● THE EXERCISE:
Each line below is to be written out in full, exactly as shown.

Records contained in a dataset:
┌──
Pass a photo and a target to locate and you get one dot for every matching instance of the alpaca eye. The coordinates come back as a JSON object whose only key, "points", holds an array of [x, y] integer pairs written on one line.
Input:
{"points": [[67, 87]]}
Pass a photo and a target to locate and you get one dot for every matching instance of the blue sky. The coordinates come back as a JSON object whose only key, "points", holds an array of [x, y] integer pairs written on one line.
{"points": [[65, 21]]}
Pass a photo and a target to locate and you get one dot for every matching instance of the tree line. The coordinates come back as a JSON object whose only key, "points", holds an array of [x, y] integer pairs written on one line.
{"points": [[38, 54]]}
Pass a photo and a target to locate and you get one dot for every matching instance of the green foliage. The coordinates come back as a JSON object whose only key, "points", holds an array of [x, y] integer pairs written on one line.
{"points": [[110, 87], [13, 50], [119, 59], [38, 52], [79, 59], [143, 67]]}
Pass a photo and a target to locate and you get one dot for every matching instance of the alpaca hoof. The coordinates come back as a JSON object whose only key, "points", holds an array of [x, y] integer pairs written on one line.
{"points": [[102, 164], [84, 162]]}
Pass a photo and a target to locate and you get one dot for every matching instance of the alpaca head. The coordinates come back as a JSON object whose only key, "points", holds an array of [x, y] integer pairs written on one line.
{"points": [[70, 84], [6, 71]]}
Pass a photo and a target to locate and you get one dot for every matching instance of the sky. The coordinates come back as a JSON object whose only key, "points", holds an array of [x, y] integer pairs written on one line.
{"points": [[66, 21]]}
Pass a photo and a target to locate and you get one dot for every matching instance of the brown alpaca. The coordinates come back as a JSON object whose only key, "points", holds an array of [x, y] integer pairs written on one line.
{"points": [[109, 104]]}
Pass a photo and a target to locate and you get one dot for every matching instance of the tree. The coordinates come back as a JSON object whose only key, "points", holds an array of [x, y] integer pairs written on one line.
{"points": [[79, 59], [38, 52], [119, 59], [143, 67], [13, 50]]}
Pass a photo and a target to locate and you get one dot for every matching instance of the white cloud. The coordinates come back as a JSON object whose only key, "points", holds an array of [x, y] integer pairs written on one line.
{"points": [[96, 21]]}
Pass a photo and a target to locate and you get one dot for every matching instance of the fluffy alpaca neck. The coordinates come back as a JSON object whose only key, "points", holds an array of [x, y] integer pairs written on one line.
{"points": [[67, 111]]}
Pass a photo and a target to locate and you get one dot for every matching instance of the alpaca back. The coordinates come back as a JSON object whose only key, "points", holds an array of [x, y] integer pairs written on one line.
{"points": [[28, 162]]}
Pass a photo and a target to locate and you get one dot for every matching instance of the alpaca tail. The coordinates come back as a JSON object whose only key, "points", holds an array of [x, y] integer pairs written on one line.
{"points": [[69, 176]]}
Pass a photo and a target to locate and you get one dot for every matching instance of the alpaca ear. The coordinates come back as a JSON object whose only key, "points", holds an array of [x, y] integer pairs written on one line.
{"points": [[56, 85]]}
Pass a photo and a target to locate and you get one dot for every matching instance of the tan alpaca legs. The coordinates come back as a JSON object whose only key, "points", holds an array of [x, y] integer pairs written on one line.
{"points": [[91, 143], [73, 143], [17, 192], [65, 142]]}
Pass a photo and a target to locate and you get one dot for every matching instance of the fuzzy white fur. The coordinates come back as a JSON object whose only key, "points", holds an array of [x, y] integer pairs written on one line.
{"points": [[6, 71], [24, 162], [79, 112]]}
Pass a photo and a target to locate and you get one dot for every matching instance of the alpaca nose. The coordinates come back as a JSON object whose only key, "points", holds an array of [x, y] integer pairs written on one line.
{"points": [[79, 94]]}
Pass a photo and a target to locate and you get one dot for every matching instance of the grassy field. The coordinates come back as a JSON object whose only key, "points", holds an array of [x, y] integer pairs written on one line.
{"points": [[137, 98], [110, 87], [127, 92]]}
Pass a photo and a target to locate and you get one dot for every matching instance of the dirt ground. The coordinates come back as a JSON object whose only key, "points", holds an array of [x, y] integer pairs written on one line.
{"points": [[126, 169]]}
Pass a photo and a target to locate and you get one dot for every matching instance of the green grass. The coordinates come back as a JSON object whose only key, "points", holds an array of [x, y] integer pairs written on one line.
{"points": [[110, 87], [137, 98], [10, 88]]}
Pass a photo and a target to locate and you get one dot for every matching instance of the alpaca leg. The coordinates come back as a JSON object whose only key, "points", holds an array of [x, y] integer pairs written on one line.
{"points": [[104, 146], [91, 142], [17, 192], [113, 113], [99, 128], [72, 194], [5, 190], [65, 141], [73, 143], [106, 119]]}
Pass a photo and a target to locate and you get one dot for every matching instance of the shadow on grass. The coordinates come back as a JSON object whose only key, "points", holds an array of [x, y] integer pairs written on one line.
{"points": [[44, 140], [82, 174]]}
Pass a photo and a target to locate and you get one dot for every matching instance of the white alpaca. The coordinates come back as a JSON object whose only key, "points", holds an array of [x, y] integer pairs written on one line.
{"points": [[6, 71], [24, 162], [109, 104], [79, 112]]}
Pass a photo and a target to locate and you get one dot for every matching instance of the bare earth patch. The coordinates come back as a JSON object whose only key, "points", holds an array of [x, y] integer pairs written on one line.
└──
● FINAL ANSWER:
Pass a photo and a target to locate and you get one dot for every matching instance of the alpaca eye. The coordinates come back as a JSON object whose only key, "points", holds an array of [x, y] integer pairs written on one line.
Input:
{"points": [[67, 87]]}
Pass a photo and a target to locate and you get one dot for every matching instance of the blue sky. The coordinates come back as a JSON object whose only key, "points", holds an array of [x, y] integer pairs written on one line.
{"points": [[65, 21]]}
Pass a photo and a target to locate and you get one dot for every matching instance of the tree line. The coordinates come back as a JSON object whose only key, "points", holds an array of [x, y] integer pairs written on one line.
{"points": [[38, 54]]}
Pass a photo and a target to locate and you get one dot for every matching instance of the green foliage. The coordinates come back as a JSON object whose only key, "points", holds an array of [x, y] integer pairs written on one line.
{"points": [[110, 87], [13, 50], [119, 59], [38, 52], [79, 59], [143, 67]]}
Pass a photo and a target to locate and you get one dot for every matching instance of the alpaca hoof. The coordinates come back as a JSON object whose only key, "points", holds an array of [x, y] integer pairs written on one line.
{"points": [[102, 164], [84, 162]]}
Pass a photo and a target to locate and you get one dot for every matching instance of the alpaca head. The coordinates come back as a JSON object whose only key, "points", holds an array of [x, y] integer pairs written on one line.
{"points": [[70, 84], [6, 71]]}
Pass a photo and a target to locate and you get one dot for every matching instance of the sky. The coordinates come back as a JSON object whose only key, "points", holds an array of [x, y] integer pairs written on one line.
{"points": [[66, 21]]}
Pass a photo and a target to locate and you get one dot for every matching instance of the brown alpaca. The coordinates come back as a JSON object whose only key, "points", holds an array of [x, y] integer pairs written on one line.
{"points": [[109, 104]]}
Pass a photo and a target to locate and you get one dot for every matching instance of the tree. The coordinates come back as a JSON object whose only key, "points", holds an array of [x, y] integer pairs written on one line.
{"points": [[79, 59], [38, 52], [119, 59], [143, 67], [13, 50]]}
Pass a photo and a target to locate and you get one dot for every matching instance of the white cloud. The coordinates come back as a JSON object whose only key, "points", holds an array of [x, y] integer pairs written on one line.
{"points": [[96, 21]]}
Pass a photo and a target to locate and you get one dot for every matching instance of the fluffy alpaca neck. The coordinates come back as a JSON object whose only key, "points", holds an array of [x, y] integer pairs written on one line.
{"points": [[67, 111]]}
Pass a photo and a target to locate and you get one dot for every matching instance of the alpaca back. The coordinates come back as a JSON object whose only key, "points", holds an array of [x, y] integer pairs written on one line.
{"points": [[28, 162]]}
Pass a photo and a target to locate and you get one dot for every matching instance of the alpaca tail. The coordinates come back as a JSON object whose only key, "points", holds an array of [x, y] integer pairs written on one line.
{"points": [[69, 176]]}
Pass a photo and a target to locate and you get one dot for every matching instance of the alpaca ear. The coordinates come back as a JSON object whose only key, "points", holds an array of [x, y] integer pairs written on one line.
{"points": [[56, 85]]}
Pass a photo and a target to locate and you get one dot for every matching instance of the tan alpaca legs. The coordinates come back as a JSON object whose only key, "points", holds an array of [x, y] integer pairs written on one line.
{"points": [[91, 143], [73, 143], [17, 192], [65, 142]]}
Pass a photo and a target to locate and you get one dot for every matching instance of the fuzzy white fur. The coordinates come back as a JSON object whose only key, "points", holds an array of [x, y] integer pairs written on one line.
{"points": [[6, 71], [24, 162], [79, 112]]}
Pass a photo and a target to locate and you get one dot for every matching instance of the alpaca nose. The coordinates come back as a JSON object whose only key, "points", holds an array of [x, y] integer pairs written on one line.
{"points": [[79, 94]]}
Pass a photo and a target to locate and you get one dot for every matching instance of the grassy field. The coordinates come back as a JSON object whose only key, "points", holds an array of [x, y] integer pairs written on one line.
{"points": [[137, 98], [110, 87], [127, 92]]}
Pass a photo and a target to locate and you get one dot for every matching instance of the dirt ground. The coordinates come back as a JSON object whose only key, "points", holds an array of [x, y] integer pairs written on one line.
{"points": [[126, 169]]}
Pass a photo and a target to locate and you get one dot for every matching instance of the green grass. The coordinates come back as a JSON object whose only key, "points", holds an array of [x, y] integer pairs written on one line.
{"points": [[110, 87], [137, 98], [10, 88]]}
Pass a photo and a target to locate and you get one dot for every matching instance of the alpaca leg. The coordinates come back as a JSON object whose only key, "points", holds an array of [x, y] integer pairs written on one line.
{"points": [[104, 146], [91, 142], [17, 192], [113, 113], [99, 128], [72, 194], [5, 190], [65, 141], [73, 143], [106, 119]]}
Pass a photo and a target to locate and you get one dot for every matching instance of the shadow on grass. The coordinates come back as a JSON object whose only key, "points", holds an array of [x, y] integer pairs written on one line.
{"points": [[44, 140], [82, 174]]}
Pass a photo and a target to locate and you get one dot for every matching instance of the white alpaca. The coordinates come back as a JSON object whose only key, "points", holds an array of [x, y] integer pairs written on one line.
{"points": [[6, 71], [24, 162], [109, 104], [79, 112]]}
Pass a photo and a target to locate and you get one dot for every matching instance of the bare earth patch. The coordinates come back as a JSON object whose only key, "points", holds an array of [x, y] integer pairs written on one line.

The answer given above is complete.